> [What the task requires]: Starting at the line that has "173L531 199H549L544 267L575" and ending after the line that has "positive clicks: (666, 210)", rewrite those lines of the data, changing "rough mask" to "coarse mask" and leaving everything else the same.

> [The input]:
=== Section Start ===
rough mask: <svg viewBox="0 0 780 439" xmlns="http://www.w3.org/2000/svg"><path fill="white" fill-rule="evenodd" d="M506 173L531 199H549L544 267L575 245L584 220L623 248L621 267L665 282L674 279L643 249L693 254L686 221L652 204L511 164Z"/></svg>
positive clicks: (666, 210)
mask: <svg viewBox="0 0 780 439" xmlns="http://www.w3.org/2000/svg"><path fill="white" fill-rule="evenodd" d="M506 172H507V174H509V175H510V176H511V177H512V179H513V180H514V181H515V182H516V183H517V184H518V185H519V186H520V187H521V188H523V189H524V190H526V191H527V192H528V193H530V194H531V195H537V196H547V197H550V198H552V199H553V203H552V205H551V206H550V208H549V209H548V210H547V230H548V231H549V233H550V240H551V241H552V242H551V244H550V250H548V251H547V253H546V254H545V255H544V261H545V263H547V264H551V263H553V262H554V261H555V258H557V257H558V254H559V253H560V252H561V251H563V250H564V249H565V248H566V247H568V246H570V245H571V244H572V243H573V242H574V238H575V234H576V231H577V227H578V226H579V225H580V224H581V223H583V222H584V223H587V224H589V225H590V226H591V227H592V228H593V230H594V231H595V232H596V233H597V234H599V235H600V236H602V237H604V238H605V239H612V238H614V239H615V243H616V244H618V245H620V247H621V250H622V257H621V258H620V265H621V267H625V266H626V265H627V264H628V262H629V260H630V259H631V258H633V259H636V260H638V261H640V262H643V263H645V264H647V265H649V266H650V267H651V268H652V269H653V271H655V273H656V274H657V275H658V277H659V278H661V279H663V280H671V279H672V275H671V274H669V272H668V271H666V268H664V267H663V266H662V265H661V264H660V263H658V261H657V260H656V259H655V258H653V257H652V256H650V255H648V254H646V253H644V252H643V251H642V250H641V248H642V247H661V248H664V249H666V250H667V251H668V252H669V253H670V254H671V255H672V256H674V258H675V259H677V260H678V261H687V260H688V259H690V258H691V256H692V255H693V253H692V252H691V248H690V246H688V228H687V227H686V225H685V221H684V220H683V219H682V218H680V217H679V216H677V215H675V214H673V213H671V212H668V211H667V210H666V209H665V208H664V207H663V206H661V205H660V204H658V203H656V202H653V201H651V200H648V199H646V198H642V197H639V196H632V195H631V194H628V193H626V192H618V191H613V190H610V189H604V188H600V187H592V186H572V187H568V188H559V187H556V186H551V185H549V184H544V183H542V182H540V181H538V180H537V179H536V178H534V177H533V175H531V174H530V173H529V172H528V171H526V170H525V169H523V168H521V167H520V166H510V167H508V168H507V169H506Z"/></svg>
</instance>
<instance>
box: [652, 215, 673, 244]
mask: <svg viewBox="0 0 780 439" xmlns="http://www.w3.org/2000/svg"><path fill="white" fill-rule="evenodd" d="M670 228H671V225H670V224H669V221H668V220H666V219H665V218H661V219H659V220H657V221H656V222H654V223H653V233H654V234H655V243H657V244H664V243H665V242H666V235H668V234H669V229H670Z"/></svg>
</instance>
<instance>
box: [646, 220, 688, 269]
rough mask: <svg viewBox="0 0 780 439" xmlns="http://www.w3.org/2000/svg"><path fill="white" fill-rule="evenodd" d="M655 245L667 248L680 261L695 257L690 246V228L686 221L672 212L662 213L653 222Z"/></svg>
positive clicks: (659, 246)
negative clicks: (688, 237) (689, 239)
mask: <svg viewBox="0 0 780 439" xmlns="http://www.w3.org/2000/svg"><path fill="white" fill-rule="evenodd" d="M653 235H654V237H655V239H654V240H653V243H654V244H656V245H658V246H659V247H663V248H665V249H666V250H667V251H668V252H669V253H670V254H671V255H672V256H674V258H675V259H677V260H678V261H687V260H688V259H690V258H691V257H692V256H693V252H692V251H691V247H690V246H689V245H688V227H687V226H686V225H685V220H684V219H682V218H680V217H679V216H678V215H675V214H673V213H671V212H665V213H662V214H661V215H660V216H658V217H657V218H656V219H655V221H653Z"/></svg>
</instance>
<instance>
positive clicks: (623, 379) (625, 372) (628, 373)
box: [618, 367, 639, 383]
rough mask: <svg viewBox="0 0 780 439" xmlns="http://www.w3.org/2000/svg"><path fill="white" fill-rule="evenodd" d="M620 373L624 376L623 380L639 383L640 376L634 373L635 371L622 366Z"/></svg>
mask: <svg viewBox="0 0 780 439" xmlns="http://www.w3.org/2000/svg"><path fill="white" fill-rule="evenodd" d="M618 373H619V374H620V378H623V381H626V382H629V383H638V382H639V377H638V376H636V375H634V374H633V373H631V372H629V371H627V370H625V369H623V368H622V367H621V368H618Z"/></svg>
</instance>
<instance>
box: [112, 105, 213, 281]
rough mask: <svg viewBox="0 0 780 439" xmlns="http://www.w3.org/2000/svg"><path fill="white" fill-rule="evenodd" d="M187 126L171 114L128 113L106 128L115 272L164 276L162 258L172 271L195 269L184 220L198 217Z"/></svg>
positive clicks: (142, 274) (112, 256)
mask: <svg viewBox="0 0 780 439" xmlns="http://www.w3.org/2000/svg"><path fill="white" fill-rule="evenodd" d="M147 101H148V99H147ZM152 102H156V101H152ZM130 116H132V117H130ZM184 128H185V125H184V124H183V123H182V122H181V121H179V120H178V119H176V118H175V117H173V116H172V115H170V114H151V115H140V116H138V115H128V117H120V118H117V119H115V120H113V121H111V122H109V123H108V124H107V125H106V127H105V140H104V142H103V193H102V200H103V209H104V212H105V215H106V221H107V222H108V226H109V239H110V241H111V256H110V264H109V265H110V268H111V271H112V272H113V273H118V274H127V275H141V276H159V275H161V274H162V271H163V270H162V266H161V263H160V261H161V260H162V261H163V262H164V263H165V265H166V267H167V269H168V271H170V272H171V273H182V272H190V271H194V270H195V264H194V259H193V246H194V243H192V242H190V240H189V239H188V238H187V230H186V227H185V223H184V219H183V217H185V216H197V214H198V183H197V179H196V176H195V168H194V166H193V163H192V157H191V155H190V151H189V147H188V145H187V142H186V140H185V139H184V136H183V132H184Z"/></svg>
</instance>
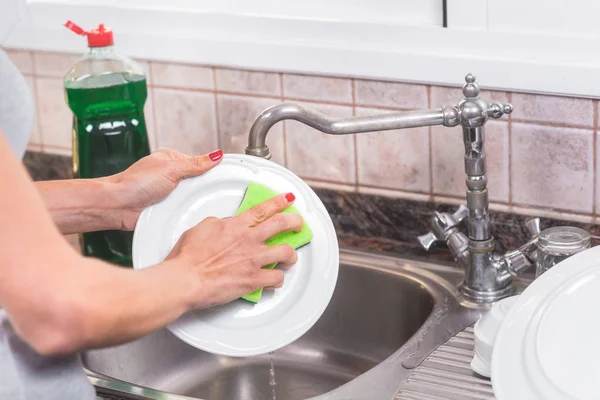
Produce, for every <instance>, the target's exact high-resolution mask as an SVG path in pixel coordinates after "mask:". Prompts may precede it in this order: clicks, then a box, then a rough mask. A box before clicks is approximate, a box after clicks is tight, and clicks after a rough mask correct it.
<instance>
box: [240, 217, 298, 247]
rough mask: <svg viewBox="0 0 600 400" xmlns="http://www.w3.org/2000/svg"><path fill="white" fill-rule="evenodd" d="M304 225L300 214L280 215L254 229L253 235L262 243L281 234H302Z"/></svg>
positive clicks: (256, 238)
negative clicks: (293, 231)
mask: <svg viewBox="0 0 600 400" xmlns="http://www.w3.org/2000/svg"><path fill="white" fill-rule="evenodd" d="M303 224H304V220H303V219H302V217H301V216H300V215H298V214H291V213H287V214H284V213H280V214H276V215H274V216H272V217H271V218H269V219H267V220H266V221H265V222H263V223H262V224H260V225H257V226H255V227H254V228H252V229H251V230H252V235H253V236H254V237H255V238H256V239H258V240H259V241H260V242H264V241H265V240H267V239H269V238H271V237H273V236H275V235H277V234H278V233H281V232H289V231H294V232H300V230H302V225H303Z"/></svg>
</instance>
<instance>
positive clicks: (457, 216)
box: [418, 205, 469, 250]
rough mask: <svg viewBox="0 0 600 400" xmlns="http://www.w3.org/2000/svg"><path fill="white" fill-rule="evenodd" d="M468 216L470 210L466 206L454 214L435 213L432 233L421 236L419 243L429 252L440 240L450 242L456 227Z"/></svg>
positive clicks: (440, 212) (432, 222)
=== Section End ===
=== Section Start ===
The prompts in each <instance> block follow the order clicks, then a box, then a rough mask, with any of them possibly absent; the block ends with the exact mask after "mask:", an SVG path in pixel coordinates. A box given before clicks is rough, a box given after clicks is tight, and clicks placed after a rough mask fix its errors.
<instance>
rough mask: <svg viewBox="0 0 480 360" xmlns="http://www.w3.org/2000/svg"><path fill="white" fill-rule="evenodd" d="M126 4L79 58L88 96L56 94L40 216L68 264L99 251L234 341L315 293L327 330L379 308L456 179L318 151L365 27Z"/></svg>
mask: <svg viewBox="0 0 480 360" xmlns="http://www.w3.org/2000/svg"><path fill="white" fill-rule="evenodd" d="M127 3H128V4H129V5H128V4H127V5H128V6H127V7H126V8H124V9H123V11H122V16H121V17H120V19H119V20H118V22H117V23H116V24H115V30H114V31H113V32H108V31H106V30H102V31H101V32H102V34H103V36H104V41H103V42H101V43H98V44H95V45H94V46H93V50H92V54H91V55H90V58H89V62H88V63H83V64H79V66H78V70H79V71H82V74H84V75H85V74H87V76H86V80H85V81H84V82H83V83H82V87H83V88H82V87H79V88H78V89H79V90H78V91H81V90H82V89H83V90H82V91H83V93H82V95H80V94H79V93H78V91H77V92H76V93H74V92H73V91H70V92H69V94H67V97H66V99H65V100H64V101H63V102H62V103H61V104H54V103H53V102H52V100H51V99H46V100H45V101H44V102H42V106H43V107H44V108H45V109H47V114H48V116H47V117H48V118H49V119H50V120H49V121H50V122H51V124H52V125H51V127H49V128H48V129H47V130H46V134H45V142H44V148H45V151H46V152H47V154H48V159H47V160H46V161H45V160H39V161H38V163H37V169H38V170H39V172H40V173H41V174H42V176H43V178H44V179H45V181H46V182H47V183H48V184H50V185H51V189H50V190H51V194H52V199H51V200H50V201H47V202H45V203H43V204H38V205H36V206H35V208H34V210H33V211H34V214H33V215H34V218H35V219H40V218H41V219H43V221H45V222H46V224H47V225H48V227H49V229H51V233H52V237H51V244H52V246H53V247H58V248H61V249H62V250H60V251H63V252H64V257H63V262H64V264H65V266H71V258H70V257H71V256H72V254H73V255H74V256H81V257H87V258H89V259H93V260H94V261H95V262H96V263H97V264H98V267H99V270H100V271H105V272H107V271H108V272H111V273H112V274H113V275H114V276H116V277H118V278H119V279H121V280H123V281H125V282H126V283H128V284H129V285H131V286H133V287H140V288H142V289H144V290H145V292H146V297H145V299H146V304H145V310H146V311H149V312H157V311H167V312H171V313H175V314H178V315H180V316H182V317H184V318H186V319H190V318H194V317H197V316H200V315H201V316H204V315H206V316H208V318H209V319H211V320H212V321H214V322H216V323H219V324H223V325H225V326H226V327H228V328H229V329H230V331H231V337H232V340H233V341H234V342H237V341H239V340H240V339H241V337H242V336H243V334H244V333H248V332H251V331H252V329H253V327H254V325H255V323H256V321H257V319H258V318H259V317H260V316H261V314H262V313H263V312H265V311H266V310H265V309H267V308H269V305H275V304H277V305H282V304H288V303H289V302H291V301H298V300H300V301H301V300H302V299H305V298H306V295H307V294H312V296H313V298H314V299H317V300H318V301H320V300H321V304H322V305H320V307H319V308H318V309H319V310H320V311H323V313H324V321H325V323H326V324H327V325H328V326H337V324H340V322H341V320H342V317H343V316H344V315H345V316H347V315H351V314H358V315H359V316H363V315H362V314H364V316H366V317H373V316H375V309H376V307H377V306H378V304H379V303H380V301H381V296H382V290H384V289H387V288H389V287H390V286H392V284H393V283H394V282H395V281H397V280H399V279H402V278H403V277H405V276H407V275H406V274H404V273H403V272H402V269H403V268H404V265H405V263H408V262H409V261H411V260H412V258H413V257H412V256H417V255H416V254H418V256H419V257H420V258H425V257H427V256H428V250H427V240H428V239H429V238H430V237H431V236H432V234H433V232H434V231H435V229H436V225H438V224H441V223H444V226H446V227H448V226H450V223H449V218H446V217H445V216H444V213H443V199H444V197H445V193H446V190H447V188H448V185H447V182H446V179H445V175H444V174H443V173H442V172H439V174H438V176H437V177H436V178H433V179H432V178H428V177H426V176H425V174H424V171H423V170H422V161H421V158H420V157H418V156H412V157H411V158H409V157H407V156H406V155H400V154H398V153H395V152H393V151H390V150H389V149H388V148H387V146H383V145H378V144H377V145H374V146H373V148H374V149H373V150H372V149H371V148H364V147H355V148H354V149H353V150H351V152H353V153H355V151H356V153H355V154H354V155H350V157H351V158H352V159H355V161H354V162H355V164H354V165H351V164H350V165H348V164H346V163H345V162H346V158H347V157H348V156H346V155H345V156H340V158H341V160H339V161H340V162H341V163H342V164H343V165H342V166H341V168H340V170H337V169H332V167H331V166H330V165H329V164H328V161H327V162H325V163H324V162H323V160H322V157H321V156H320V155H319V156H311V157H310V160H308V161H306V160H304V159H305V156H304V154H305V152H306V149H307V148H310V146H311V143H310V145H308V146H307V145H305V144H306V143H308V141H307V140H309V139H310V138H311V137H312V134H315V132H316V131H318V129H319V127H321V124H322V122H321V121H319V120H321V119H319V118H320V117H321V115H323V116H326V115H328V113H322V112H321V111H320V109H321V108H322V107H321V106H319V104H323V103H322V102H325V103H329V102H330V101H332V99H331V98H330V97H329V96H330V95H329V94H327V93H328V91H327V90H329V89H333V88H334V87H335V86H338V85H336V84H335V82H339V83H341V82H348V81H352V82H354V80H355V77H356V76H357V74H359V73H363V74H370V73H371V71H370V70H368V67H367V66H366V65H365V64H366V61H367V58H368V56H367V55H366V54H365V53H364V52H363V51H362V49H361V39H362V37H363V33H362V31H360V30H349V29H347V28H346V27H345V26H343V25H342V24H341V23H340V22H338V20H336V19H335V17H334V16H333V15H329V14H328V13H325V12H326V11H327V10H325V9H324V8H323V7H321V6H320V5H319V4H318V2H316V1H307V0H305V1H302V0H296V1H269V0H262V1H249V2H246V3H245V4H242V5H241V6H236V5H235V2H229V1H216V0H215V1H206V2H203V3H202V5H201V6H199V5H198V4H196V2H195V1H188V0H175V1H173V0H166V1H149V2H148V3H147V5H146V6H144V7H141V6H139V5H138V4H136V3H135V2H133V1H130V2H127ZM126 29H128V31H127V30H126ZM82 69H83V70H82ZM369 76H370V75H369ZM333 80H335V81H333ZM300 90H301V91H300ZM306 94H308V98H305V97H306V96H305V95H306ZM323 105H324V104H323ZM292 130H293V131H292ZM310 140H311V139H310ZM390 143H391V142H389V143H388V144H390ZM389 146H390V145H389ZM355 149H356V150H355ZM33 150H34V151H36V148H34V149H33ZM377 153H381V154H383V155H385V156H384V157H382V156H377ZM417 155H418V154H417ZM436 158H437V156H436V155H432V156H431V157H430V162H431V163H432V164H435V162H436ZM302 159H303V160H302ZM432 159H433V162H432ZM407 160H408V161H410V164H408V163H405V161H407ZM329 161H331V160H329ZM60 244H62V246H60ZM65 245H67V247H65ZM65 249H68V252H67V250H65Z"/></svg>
=== Section End ===
> [Task output]:
coarse mask: <svg viewBox="0 0 780 439" xmlns="http://www.w3.org/2000/svg"><path fill="white" fill-rule="evenodd" d="M506 173L531 199H549L544 267L575 245L584 220L623 248L621 267L665 282L674 279L643 249L693 254L686 221L652 204L511 164Z"/></svg>
positive clicks: (666, 210)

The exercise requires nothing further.